# Set exercise:
Identify every line in the listing below that contains the word "neck", and copy each such line in full.

Records excerpted from a collection:
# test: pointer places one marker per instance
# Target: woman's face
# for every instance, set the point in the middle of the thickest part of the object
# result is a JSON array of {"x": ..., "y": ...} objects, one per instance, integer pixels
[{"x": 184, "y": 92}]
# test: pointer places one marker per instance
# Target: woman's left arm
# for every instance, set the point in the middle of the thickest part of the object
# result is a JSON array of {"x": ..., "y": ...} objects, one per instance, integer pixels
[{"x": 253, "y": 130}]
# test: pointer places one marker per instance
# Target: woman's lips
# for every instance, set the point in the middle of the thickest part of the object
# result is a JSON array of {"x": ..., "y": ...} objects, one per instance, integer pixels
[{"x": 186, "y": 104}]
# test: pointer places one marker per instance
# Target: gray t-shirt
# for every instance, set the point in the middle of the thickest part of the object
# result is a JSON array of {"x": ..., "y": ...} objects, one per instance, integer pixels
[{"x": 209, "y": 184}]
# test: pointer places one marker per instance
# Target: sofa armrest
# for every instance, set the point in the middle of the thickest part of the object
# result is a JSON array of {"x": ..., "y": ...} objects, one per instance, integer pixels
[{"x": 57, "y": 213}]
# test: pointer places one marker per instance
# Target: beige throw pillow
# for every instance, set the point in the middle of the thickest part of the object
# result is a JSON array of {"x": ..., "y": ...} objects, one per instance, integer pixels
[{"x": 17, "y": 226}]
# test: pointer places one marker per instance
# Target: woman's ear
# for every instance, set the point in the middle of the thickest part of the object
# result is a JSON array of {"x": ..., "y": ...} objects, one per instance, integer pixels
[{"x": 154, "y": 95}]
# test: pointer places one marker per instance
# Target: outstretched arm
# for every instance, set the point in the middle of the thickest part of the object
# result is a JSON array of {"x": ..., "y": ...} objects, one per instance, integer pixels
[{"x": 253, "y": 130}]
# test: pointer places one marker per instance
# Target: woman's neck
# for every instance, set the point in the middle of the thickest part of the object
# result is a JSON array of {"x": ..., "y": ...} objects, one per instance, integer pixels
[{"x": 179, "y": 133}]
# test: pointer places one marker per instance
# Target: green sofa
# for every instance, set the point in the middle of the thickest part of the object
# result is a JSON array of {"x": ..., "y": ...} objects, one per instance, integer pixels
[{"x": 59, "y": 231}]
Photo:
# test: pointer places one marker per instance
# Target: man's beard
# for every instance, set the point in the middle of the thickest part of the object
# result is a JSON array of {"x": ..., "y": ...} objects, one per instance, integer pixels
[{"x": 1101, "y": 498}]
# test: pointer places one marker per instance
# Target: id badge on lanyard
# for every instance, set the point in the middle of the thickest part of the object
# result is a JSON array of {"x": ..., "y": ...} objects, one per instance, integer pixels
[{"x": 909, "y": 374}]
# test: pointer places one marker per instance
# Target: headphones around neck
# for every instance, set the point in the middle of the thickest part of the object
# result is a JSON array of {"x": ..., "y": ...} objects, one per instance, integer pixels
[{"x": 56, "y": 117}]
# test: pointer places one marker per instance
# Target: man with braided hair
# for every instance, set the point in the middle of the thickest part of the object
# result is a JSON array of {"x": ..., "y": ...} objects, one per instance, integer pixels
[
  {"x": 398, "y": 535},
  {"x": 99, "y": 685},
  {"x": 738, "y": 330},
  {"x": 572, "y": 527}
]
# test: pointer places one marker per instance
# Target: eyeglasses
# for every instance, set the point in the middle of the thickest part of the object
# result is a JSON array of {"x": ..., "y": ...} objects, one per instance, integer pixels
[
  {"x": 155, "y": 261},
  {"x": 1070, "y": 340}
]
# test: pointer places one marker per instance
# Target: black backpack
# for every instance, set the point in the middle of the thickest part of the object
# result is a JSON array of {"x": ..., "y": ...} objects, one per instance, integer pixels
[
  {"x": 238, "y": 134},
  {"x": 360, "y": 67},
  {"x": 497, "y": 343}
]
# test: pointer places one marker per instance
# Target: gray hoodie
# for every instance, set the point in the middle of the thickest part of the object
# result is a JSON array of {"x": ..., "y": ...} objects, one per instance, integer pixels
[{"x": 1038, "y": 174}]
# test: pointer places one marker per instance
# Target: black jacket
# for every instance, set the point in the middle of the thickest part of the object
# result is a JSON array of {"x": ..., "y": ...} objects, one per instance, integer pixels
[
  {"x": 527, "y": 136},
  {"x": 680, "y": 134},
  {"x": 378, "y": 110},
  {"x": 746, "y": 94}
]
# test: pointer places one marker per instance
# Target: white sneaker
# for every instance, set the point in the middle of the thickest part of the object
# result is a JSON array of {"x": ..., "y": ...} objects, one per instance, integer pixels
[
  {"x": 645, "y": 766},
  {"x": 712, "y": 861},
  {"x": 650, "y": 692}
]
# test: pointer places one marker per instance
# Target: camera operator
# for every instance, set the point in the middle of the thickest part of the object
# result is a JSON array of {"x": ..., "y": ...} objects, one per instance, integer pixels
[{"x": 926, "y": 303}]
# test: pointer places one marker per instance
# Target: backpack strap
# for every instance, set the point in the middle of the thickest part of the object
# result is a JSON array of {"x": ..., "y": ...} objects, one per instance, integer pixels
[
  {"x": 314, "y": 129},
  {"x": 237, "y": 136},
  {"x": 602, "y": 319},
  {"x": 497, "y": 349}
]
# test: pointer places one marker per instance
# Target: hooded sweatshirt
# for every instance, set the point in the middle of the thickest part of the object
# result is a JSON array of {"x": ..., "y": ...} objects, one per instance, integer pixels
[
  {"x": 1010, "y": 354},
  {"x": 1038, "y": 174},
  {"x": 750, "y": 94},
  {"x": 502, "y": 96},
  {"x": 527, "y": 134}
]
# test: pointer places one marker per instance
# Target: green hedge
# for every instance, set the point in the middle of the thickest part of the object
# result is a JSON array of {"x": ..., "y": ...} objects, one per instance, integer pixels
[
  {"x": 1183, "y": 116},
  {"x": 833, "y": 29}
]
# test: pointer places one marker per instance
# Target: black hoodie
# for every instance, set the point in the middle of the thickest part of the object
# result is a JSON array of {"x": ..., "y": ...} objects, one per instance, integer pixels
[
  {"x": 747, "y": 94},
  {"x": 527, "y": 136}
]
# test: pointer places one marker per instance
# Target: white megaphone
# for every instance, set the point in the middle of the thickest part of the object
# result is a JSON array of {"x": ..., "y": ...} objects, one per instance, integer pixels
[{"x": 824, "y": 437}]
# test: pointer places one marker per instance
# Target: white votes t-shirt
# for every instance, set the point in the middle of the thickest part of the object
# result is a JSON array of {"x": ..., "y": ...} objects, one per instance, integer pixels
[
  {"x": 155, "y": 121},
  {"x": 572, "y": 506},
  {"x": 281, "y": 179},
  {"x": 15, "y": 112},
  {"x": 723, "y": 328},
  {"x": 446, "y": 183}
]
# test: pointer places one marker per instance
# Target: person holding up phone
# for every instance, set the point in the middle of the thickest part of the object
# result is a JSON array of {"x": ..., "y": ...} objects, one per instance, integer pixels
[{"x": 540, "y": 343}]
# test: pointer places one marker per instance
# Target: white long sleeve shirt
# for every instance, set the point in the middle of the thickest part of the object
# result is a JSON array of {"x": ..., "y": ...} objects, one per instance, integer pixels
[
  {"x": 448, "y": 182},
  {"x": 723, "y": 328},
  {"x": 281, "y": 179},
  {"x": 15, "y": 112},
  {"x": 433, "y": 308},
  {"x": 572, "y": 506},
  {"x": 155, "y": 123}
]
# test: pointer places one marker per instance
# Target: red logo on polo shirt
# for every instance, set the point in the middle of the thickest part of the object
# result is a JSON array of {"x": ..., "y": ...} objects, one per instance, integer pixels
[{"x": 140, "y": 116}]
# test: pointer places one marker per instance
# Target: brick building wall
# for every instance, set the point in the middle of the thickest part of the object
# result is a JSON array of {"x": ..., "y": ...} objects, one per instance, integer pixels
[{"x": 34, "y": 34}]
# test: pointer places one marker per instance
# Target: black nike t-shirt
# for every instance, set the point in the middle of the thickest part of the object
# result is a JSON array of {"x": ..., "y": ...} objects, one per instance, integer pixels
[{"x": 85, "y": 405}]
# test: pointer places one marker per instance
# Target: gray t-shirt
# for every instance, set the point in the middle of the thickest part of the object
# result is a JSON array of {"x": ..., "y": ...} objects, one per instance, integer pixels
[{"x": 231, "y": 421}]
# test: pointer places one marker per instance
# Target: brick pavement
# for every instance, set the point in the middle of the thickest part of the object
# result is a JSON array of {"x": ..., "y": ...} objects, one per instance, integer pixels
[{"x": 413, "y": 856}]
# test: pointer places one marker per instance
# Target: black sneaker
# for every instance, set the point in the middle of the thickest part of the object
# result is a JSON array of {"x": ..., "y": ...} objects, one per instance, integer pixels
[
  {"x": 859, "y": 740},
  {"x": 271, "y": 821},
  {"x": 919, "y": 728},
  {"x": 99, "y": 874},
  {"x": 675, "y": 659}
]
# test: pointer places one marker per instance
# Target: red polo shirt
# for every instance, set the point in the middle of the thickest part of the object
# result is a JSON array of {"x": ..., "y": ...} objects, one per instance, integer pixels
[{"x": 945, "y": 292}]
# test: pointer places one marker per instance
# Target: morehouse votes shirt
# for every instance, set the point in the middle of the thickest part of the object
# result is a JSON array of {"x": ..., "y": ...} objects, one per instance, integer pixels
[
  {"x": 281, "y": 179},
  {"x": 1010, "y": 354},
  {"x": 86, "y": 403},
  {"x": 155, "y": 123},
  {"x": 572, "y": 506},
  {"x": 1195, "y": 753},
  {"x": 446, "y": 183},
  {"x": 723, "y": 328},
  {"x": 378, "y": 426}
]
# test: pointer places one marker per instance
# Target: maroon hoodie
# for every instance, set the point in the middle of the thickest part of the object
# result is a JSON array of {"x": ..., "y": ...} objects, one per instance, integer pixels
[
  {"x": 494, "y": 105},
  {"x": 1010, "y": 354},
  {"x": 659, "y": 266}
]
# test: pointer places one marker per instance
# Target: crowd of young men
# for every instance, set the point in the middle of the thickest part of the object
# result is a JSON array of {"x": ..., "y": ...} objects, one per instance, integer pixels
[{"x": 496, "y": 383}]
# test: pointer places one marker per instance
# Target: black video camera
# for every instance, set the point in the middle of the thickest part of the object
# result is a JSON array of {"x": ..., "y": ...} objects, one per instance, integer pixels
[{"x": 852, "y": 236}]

# Task result:
# Target: woman's neck
# Target: headphones around neck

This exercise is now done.